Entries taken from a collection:

##############################

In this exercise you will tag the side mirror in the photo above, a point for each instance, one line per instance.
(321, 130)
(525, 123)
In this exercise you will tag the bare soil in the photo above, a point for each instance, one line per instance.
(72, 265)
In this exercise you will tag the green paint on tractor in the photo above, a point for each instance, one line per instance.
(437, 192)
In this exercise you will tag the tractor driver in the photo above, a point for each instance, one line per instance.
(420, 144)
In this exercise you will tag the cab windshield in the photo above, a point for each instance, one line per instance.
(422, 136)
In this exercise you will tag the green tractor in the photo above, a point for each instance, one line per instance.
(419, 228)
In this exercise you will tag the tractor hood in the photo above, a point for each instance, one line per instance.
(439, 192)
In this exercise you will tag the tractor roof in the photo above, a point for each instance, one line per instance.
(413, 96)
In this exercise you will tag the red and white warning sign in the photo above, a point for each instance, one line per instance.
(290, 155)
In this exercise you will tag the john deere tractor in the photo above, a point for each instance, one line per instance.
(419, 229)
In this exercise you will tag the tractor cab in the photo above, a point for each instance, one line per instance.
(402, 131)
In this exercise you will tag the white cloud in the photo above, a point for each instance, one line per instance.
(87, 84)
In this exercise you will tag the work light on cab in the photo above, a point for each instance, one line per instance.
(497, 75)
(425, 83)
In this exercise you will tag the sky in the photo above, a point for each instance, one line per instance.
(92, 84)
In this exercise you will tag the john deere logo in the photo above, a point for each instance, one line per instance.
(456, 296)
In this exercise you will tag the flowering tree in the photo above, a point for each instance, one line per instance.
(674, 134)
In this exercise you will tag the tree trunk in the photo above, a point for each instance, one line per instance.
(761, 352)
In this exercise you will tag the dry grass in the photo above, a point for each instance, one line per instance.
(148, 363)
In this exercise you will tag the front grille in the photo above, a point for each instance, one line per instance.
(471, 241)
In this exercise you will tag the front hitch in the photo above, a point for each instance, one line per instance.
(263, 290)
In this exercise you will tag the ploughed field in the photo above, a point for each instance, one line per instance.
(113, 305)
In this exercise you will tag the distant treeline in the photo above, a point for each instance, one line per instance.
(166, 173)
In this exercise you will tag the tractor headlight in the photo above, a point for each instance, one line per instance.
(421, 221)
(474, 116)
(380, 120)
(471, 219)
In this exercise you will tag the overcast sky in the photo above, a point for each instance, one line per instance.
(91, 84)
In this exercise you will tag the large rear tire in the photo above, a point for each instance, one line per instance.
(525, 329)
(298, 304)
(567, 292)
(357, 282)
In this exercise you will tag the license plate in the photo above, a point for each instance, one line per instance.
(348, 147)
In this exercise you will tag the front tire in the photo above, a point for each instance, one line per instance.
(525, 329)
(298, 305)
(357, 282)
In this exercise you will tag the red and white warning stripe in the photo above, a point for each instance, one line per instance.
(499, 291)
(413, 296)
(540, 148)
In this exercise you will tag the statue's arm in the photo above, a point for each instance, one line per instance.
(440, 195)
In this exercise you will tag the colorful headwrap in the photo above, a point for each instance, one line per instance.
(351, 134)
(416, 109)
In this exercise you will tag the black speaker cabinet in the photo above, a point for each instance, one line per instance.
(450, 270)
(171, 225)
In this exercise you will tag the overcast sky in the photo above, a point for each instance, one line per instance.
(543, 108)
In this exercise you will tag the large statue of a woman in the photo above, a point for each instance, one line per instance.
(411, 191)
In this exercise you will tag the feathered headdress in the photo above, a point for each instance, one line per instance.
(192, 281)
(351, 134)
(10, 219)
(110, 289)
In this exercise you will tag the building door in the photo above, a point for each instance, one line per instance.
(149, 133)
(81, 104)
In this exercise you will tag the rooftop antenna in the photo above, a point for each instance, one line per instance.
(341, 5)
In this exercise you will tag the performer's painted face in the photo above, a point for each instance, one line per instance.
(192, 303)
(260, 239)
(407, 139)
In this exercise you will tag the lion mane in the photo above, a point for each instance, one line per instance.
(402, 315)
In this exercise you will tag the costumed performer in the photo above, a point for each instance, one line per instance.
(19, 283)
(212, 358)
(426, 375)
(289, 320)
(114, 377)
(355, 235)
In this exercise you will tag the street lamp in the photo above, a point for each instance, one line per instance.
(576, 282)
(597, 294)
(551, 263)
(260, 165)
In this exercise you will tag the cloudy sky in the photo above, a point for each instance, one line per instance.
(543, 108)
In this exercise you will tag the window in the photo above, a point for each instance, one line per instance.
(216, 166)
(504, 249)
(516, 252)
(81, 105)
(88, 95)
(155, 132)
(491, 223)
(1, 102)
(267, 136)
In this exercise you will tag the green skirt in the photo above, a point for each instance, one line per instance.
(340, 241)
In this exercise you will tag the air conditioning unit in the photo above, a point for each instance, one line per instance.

##############################

* YOUR TASK: Copy only this span: the line that contains "In this exercise you will tag the costumed", the last line, and every line between them.

* EXERCISE OUTPUT:
In this exercise you will tag the costumed performer in the photo above, a point for each instance, one line per instance.
(19, 283)
(212, 358)
(426, 375)
(289, 320)
(114, 377)
(355, 235)
In this exercise you will tag the street lamp in the photo above, a point for each instance, one line per instance.
(576, 282)
(597, 294)
(551, 263)
(260, 165)
In this exercise you will tag the cloudy sky in the photo above, a point for each instance, one line per instance.
(543, 108)
In this exercise you will tag the window in the photo above, a point for each instance, one line per instance.
(216, 166)
(504, 249)
(516, 252)
(81, 105)
(88, 95)
(155, 132)
(491, 223)
(1, 102)
(267, 136)
In this exercise you will tag the green skirt in the photo above, a point for each instance, one line per instance.
(340, 241)
In this exercise you will tag the air conditioning unit in the photo above, a point for each instance, one line per instance.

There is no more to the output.